▶ _Collected data_:
= = =

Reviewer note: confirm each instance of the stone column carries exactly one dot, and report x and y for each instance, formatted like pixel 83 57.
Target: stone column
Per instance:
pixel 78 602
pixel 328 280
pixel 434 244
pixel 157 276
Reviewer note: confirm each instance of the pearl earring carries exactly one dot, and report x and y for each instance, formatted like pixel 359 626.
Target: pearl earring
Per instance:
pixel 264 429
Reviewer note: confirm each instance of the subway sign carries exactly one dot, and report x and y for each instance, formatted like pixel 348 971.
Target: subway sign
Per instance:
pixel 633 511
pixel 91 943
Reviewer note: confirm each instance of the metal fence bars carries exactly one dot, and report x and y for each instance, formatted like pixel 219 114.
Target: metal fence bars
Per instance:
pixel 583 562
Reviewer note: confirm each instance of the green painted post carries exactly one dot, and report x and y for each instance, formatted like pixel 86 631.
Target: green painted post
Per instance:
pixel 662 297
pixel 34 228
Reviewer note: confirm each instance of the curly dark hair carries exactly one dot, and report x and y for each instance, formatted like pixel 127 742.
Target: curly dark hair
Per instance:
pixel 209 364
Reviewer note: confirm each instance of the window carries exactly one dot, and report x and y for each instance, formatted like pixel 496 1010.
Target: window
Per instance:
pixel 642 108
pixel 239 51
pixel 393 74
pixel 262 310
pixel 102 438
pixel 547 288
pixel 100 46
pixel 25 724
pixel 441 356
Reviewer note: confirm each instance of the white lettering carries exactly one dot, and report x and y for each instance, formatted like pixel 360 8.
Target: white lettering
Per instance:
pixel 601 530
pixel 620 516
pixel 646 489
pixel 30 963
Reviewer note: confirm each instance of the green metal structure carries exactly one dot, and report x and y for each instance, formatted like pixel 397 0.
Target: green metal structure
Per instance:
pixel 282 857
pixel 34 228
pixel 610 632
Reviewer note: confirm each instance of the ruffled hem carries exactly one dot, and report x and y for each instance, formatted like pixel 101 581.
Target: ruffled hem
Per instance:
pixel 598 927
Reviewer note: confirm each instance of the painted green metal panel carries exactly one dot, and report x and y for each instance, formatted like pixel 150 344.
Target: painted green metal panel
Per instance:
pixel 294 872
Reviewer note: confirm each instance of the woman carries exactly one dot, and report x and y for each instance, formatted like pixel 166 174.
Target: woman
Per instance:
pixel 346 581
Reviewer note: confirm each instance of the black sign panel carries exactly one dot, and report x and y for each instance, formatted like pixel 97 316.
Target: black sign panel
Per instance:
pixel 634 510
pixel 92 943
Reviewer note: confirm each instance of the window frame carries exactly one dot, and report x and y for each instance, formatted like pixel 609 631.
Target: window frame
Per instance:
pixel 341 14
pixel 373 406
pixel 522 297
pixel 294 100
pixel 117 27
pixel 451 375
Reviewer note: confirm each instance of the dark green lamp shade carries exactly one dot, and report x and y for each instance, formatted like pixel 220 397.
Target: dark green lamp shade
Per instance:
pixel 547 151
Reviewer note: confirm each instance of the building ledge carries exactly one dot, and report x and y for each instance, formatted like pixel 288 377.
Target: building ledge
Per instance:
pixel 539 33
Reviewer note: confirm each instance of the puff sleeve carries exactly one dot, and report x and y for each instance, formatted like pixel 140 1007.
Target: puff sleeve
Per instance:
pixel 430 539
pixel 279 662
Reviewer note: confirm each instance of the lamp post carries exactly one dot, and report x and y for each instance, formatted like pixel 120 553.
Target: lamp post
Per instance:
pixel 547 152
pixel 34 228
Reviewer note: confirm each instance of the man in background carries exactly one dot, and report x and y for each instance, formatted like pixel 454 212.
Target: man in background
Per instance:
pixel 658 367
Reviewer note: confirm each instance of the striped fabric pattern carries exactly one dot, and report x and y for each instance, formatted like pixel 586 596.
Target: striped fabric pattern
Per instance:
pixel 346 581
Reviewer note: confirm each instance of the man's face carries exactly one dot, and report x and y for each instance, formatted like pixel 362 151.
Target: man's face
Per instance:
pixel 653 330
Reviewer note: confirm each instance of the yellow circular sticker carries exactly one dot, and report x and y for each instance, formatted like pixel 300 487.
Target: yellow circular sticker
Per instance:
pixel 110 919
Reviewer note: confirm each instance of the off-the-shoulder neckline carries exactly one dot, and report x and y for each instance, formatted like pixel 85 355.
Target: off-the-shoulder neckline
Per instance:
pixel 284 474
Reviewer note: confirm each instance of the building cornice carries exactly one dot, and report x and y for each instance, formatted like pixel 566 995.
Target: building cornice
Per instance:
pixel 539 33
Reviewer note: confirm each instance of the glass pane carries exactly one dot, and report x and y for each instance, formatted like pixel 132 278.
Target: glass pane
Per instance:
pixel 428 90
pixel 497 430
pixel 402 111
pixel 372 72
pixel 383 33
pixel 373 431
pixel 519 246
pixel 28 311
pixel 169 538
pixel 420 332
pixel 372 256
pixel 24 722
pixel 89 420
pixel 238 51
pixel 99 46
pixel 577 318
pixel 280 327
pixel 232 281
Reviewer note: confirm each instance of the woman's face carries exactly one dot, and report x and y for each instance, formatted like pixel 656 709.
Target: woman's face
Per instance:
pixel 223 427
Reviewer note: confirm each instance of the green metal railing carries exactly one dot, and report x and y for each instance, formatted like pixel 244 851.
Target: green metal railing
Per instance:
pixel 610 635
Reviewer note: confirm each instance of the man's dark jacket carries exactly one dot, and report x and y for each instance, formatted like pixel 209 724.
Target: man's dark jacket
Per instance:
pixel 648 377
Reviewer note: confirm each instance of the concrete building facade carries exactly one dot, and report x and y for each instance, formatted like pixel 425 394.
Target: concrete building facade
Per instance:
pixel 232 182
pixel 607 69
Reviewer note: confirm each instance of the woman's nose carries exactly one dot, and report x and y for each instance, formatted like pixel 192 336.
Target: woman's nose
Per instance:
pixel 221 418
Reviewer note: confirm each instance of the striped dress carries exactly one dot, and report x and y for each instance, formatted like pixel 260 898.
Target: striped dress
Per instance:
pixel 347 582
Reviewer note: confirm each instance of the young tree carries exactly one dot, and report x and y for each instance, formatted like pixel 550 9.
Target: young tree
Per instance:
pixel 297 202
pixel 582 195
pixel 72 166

= = =

▶ _WHAT YOU WILL DO_: The answer is a bare number: how many lines of the records contain the string "post"?

▶ _WRITTEN RESPONSE_: 4